Segment Start: Records shown
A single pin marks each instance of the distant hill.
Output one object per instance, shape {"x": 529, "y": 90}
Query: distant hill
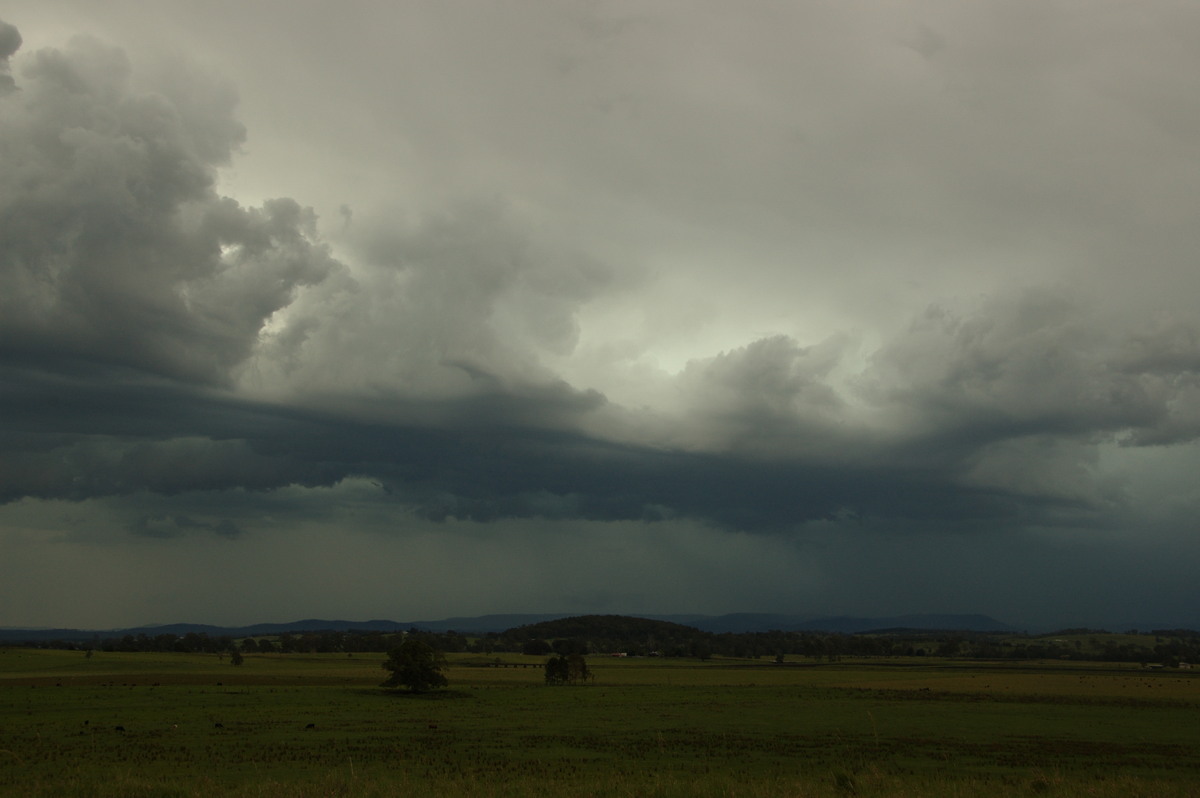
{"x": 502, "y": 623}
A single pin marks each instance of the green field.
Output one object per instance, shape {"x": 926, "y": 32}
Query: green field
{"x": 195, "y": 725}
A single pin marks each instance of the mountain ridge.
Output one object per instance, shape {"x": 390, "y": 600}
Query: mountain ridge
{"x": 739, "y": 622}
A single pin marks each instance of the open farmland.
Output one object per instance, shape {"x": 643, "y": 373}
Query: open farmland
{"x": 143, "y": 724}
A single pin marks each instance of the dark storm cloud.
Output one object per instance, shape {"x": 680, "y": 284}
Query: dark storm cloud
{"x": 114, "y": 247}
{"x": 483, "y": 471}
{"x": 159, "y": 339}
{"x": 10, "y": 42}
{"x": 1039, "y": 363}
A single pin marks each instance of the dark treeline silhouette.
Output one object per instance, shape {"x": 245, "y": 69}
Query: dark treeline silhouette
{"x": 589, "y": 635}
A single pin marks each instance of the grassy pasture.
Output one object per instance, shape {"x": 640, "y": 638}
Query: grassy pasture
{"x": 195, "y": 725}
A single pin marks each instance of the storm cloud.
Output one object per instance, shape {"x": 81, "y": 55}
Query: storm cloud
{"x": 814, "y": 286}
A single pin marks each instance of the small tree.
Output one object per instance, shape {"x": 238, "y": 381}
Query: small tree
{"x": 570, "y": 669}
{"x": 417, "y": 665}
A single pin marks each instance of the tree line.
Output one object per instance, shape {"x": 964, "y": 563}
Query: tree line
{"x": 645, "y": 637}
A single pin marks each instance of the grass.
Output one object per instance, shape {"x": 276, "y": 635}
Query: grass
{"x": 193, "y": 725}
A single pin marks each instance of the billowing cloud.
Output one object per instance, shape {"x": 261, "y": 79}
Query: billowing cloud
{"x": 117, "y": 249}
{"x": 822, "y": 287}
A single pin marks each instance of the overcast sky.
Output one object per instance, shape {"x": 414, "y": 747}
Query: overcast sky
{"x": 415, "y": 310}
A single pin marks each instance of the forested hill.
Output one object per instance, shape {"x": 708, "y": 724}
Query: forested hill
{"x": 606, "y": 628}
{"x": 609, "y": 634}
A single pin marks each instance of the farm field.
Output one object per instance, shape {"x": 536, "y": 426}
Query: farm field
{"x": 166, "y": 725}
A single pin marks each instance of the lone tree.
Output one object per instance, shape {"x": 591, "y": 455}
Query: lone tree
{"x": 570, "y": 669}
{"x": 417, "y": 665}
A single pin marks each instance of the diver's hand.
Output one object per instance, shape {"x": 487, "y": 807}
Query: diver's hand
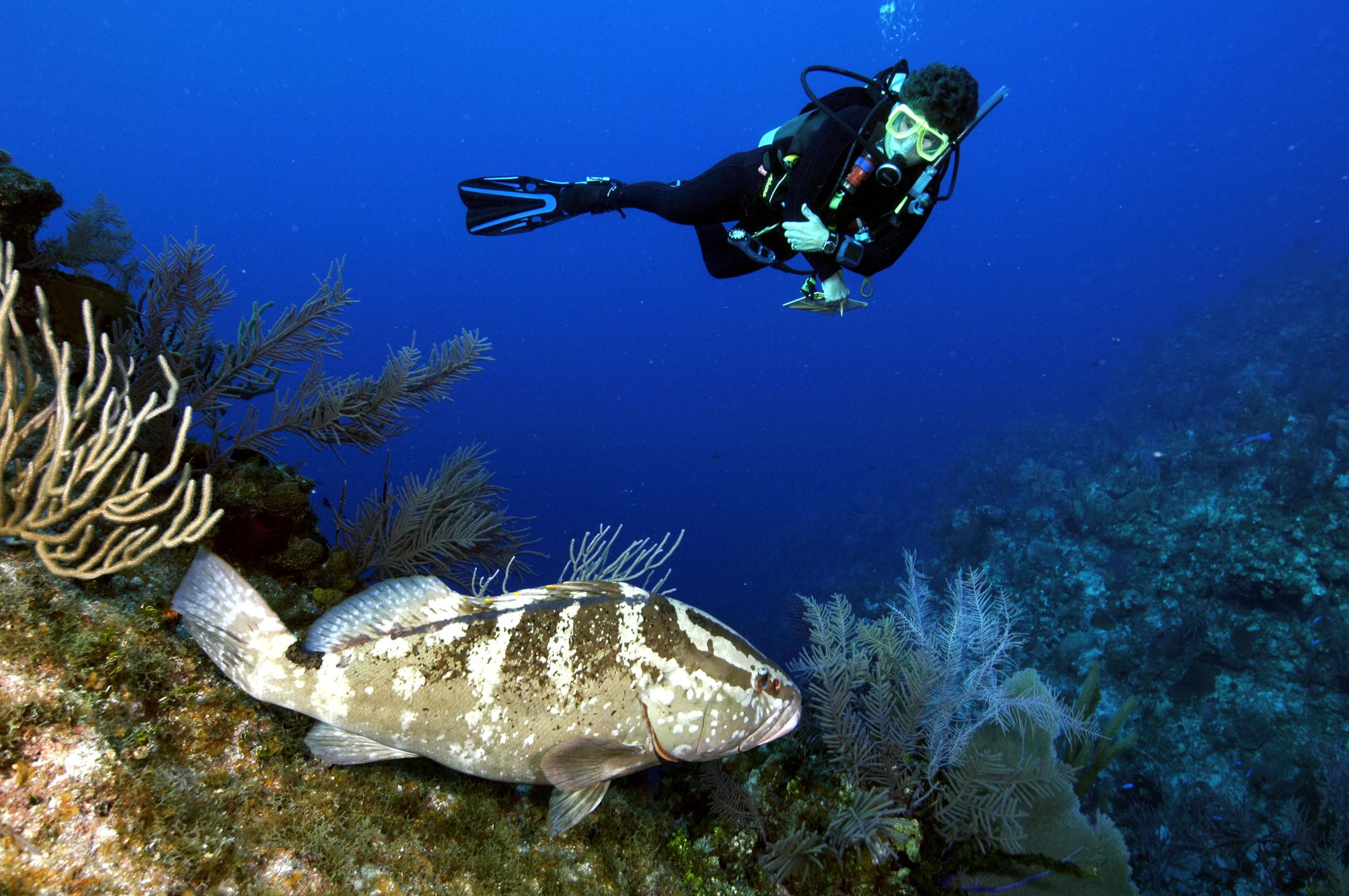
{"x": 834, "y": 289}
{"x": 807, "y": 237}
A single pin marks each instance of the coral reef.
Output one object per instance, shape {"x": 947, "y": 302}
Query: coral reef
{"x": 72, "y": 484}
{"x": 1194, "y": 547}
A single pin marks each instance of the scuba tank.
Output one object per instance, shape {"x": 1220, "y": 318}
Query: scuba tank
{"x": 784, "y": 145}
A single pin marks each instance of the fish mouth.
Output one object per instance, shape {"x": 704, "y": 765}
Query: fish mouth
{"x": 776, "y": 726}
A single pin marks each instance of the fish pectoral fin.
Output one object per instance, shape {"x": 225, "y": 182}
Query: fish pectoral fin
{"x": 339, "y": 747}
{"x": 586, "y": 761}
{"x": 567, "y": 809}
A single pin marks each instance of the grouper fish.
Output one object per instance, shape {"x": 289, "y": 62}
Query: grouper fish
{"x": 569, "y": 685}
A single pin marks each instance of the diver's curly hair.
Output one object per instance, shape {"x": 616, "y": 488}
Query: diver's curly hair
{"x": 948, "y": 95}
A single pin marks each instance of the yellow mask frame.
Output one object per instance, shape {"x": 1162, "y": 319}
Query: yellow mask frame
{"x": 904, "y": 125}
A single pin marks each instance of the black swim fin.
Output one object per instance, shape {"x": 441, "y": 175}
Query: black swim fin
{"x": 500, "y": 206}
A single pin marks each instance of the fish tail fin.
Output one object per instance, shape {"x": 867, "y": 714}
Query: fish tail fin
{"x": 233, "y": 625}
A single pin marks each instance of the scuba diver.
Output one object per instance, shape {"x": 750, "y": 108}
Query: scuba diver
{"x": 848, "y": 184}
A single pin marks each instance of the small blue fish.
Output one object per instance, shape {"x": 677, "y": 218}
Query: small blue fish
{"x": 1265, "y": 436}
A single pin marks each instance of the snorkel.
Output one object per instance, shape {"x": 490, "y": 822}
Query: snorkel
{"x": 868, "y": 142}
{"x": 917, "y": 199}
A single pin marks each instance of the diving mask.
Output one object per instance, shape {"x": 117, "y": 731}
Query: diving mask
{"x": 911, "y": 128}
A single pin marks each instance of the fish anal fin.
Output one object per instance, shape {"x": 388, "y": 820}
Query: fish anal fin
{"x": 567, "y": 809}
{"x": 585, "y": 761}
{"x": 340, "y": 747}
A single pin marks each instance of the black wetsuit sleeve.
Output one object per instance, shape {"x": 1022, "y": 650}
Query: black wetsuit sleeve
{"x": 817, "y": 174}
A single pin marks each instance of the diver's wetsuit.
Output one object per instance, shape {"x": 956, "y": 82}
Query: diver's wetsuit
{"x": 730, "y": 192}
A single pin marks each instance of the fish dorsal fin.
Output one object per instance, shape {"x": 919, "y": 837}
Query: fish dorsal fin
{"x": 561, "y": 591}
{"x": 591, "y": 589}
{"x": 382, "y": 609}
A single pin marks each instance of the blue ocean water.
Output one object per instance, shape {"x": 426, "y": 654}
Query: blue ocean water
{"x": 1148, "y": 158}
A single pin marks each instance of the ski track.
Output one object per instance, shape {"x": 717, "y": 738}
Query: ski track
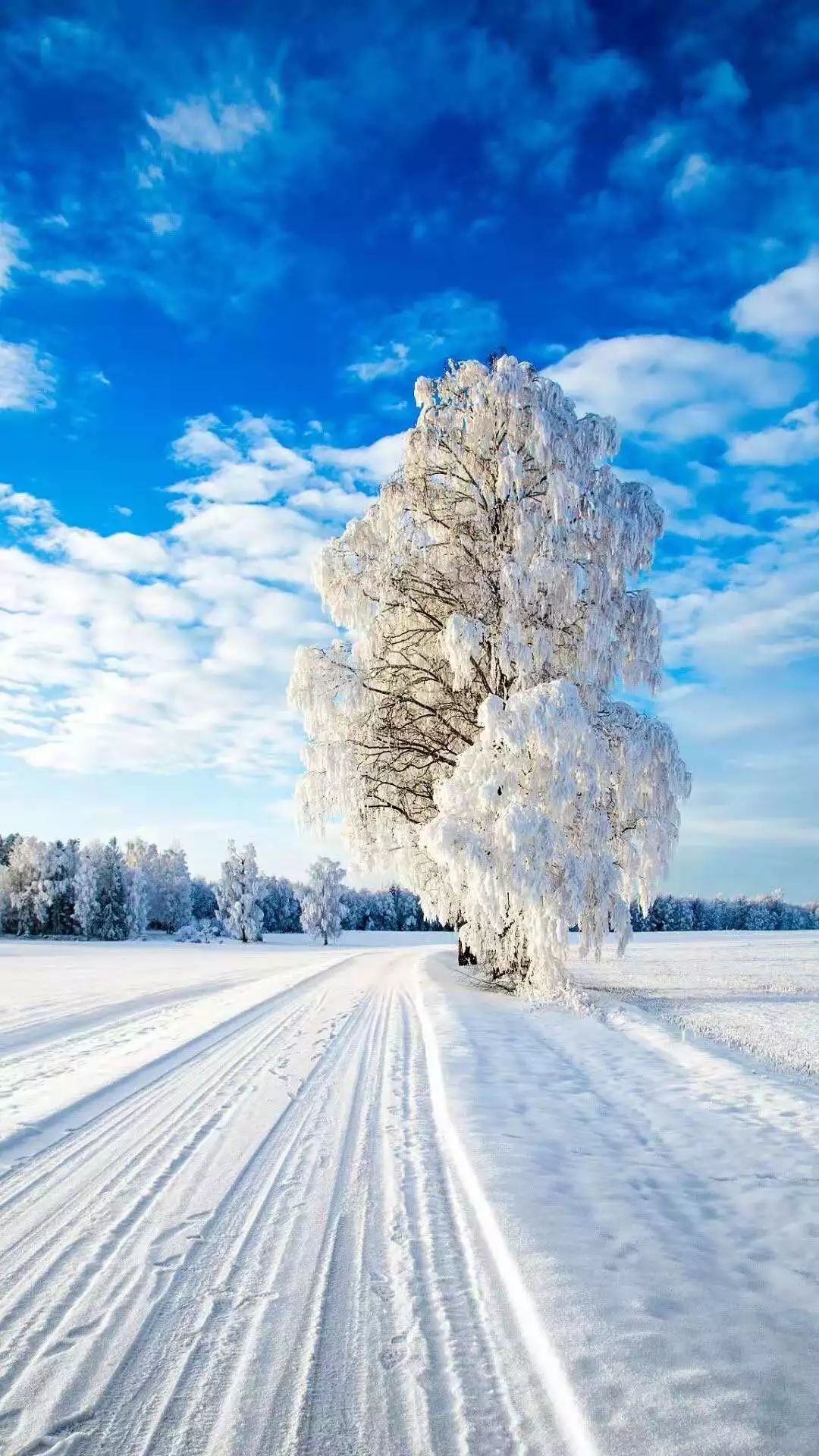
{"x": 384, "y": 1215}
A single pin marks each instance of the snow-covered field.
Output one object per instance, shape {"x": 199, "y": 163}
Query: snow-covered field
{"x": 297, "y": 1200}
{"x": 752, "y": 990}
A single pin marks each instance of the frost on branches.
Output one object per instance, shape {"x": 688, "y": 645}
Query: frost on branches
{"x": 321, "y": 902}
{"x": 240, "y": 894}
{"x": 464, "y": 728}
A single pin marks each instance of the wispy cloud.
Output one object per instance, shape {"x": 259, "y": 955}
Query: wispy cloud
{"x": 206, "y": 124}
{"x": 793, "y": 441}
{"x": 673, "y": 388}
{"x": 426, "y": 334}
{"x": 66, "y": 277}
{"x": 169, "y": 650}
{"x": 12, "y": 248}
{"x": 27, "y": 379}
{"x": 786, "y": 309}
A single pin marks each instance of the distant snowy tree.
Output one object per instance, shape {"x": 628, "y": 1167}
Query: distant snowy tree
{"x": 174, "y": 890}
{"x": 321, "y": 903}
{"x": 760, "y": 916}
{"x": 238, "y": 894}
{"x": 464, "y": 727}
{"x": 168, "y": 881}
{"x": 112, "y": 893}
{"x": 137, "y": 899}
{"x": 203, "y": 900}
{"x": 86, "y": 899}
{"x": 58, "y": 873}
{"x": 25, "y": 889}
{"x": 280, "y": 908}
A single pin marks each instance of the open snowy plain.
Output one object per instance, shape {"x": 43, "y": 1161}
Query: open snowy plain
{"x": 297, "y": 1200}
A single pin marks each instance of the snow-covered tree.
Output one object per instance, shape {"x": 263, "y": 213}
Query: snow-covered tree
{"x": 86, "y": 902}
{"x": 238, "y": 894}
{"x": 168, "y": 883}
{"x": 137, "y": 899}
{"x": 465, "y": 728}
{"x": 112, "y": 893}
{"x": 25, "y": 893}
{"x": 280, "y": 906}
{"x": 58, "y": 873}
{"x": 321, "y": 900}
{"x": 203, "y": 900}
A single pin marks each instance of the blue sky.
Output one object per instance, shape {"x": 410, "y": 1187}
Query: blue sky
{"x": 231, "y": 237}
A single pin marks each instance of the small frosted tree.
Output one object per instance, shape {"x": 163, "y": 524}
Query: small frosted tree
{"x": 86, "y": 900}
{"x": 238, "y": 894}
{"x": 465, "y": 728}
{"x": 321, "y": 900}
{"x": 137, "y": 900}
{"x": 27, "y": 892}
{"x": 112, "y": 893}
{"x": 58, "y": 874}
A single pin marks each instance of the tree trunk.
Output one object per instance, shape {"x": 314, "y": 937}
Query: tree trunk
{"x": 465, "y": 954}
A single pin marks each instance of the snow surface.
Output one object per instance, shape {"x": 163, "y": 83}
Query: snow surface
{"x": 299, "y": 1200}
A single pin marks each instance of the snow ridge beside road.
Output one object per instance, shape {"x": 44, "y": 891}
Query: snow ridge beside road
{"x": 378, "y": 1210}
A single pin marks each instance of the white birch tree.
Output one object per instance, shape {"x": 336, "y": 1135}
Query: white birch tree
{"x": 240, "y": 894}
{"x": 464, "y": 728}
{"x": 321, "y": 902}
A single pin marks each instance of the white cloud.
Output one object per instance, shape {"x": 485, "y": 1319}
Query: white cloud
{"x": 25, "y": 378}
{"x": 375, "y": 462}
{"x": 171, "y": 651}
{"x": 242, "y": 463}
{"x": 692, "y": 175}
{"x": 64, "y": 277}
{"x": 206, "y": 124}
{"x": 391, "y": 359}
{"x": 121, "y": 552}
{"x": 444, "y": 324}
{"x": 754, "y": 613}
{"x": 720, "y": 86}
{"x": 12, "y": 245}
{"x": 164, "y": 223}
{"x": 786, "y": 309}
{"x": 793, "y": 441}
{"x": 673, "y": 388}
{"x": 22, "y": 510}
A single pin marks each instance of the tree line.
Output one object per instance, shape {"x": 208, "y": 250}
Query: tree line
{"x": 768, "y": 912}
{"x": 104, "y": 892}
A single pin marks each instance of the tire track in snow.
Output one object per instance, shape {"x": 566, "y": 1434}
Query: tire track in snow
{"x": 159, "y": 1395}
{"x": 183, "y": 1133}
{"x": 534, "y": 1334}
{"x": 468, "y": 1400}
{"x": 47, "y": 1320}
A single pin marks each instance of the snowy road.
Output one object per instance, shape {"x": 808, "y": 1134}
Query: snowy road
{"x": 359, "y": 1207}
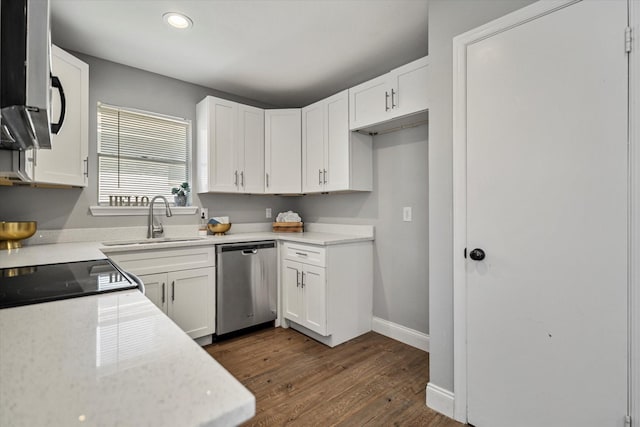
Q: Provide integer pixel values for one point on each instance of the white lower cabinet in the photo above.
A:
Segment End: Records shown
Your task:
Reproduce exactly the entries above, limited to the lines from the one with "Query: overcast sky" through the one with "A single pin marks each instance of the farm", both included.

Solution to the exercise:
Query: overcast sky
{"x": 415, "y": 310}
A single pin marks each instance of the forested hill.
Output one object per instance, shape {"x": 708, "y": 724}
Query: forested hill
{"x": 606, "y": 628}
{"x": 609, "y": 634}
A single pin marks each instance of the farm field.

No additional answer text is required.